Stored data:
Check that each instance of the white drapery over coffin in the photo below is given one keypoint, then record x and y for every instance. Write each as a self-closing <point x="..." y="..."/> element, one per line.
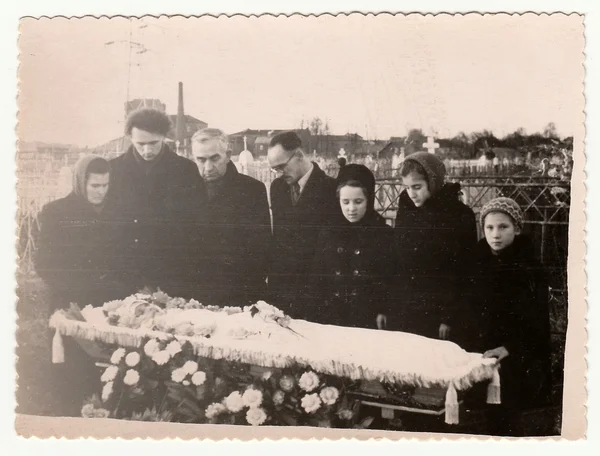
<point x="355" y="353"/>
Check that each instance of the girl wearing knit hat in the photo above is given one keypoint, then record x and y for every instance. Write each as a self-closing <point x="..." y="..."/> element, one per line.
<point x="435" y="234"/>
<point x="352" y="261"/>
<point x="511" y="302"/>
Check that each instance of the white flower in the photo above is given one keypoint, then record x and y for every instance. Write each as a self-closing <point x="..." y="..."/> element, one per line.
<point x="190" y="367"/>
<point x="234" y="402"/>
<point x="267" y="375"/>
<point x="173" y="348"/>
<point x="308" y="381"/>
<point x="151" y="347"/>
<point x="252" y="398"/>
<point x="87" y="411"/>
<point x="131" y="377"/>
<point x="278" y="397"/>
<point x="256" y="416"/>
<point x="117" y="355"/>
<point x="198" y="378"/>
<point x="107" y="391"/>
<point x="345" y="414"/>
<point x="161" y="357"/>
<point x="311" y="402"/>
<point x="132" y="359"/>
<point x="178" y="375"/>
<point x="214" y="409"/>
<point x="101" y="413"/>
<point x="109" y="374"/>
<point x="286" y="383"/>
<point x="329" y="395"/>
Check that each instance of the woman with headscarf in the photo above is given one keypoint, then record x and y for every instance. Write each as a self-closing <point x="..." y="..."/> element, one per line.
<point x="76" y="250"/>
<point x="352" y="260"/>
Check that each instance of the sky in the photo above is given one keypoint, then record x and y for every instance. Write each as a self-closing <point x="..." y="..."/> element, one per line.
<point x="377" y="75"/>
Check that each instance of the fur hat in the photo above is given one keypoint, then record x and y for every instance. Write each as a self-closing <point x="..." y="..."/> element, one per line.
<point x="505" y="205"/>
<point x="433" y="166"/>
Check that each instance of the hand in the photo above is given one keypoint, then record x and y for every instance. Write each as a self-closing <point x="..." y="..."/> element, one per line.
<point x="499" y="353"/>
<point x="444" y="331"/>
<point x="381" y="321"/>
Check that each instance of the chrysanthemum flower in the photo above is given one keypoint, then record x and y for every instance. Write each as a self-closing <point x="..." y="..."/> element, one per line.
<point x="252" y="398"/>
<point x="286" y="383"/>
<point x="109" y="374"/>
<point x="308" y="381"/>
<point x="117" y="355"/>
<point x="256" y="416"/>
<point x="311" y="402"/>
<point x="329" y="395"/>
<point x="214" y="410"/>
<point x="173" y="348"/>
<point x="151" y="347"/>
<point x="131" y="377"/>
<point x="132" y="359"/>
<point x="190" y="367"/>
<point x="278" y="397"/>
<point x="198" y="378"/>
<point x="234" y="402"/>
<point x="178" y="375"/>
<point x="161" y="357"/>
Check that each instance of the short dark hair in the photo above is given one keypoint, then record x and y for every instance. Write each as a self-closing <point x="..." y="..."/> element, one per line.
<point x="289" y="140"/>
<point x="150" y="120"/>
<point x="97" y="166"/>
<point x="412" y="166"/>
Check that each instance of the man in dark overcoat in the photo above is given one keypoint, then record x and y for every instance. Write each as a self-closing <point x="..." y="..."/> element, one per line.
<point x="237" y="227"/>
<point x="303" y="201"/>
<point x="158" y="197"/>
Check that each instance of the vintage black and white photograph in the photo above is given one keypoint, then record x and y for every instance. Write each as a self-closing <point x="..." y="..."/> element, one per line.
<point x="348" y="222"/>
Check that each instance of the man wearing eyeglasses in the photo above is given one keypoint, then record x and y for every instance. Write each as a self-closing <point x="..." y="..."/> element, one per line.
<point x="302" y="202"/>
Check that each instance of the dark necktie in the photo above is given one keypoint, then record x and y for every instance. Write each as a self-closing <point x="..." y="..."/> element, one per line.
<point x="295" y="192"/>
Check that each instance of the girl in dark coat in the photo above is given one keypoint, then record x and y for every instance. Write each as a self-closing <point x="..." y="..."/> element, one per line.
<point x="352" y="259"/>
<point x="435" y="235"/>
<point x="513" y="314"/>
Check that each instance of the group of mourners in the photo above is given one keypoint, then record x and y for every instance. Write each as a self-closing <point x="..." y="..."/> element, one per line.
<point x="315" y="247"/>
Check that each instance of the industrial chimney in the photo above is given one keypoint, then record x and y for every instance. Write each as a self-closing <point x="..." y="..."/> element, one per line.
<point x="180" y="122"/>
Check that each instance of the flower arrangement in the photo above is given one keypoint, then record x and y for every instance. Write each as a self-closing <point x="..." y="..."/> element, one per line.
<point x="164" y="380"/>
<point x="292" y="396"/>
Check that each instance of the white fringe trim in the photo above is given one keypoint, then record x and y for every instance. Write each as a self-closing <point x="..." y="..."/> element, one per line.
<point x="452" y="409"/>
<point x="462" y="379"/>
<point x="494" y="396"/>
<point x="58" y="348"/>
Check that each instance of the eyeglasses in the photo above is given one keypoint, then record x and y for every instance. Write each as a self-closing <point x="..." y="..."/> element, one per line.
<point x="279" y="168"/>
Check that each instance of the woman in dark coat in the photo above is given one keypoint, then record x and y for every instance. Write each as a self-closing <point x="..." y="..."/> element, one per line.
<point x="435" y="236"/>
<point x="352" y="262"/>
<point x="76" y="247"/>
<point x="514" y="325"/>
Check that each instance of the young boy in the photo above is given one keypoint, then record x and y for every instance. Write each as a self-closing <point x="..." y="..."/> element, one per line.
<point x="513" y="313"/>
<point x="435" y="236"/>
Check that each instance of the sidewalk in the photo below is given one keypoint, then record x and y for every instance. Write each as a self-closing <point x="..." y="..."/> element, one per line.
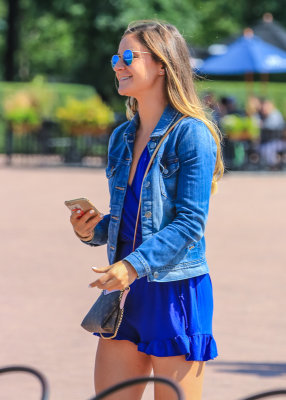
<point x="45" y="272"/>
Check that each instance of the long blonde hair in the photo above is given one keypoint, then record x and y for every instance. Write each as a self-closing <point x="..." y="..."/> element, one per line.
<point x="168" y="46"/>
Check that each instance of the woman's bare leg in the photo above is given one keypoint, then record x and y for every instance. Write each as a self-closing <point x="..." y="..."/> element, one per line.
<point x="188" y="374"/>
<point x="119" y="360"/>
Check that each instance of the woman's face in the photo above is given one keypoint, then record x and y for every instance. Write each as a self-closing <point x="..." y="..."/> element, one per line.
<point x="142" y="75"/>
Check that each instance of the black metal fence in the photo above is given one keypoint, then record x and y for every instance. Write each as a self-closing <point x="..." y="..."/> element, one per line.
<point x="51" y="146"/>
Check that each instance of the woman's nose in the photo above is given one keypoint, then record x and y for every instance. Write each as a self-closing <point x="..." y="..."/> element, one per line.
<point x="119" y="65"/>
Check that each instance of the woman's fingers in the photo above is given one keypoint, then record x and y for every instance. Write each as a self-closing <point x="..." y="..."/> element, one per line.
<point x="110" y="284"/>
<point x="116" y="277"/>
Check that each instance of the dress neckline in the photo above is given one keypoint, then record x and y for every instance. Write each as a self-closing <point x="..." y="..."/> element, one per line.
<point x="133" y="180"/>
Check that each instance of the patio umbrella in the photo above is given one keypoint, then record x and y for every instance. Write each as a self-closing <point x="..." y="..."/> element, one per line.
<point x="248" y="54"/>
<point x="271" y="31"/>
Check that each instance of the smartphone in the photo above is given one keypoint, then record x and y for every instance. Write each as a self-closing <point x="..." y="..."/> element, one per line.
<point x="82" y="204"/>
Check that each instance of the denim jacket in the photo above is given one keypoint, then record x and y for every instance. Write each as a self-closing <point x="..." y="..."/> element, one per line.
<point x="175" y="198"/>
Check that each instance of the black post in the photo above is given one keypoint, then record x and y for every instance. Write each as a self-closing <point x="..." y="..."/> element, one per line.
<point x="11" y="39"/>
<point x="9" y="144"/>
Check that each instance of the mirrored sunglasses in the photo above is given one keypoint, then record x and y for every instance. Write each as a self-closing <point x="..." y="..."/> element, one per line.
<point x="127" y="57"/>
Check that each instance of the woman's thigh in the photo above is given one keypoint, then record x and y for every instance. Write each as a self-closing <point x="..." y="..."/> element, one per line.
<point x="188" y="374"/>
<point x="119" y="360"/>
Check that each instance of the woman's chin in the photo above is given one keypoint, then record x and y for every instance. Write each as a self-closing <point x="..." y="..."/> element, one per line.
<point x="124" y="92"/>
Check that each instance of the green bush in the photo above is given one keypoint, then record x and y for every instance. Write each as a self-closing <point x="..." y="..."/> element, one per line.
<point x="91" y="115"/>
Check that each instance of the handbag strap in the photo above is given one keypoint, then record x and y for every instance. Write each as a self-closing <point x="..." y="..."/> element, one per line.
<point x="146" y="172"/>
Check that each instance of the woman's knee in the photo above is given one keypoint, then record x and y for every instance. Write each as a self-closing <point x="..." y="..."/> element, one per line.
<point x="117" y="361"/>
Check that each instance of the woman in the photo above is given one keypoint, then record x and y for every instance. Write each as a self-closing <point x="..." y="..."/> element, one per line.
<point x="167" y="323"/>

Problem to work on: Nothing but the lines from the one with "Check that each instance of the woman's chin" through the last line of the entries should be repeated, and those exactly.

Task response:
Check that each instance of the woman's chin in the photo above is given one keypoint, then record x and y for every instance. Write each as a self-closing <point x="..." y="..."/> element, one per line.
<point x="124" y="92"/>
Check that each instance of the green bush in the photo above is given one keypoint, then record x and y for every instance. Write each as a self-closing <point x="..." y="..."/> element, one per line.
<point x="91" y="115"/>
Check that each instance of the handbag strap in the photo above is given one keypoint, then record x and y for every instance. Write each as a self-closing <point x="..." y="..."/> element, one per line.
<point x="146" y="172"/>
Check that each instance of the woman's knee in the photo above is given one keypoint, then record x and y for every instance. Write each as a self-closing <point x="..." y="..."/> element, one per line.
<point x="117" y="361"/>
Check that each instance of the woman in the photo above is given one keypoint, then record x and y for every instance. Write each as a self-closing <point x="..." y="..."/> element, one per line.
<point x="167" y="323"/>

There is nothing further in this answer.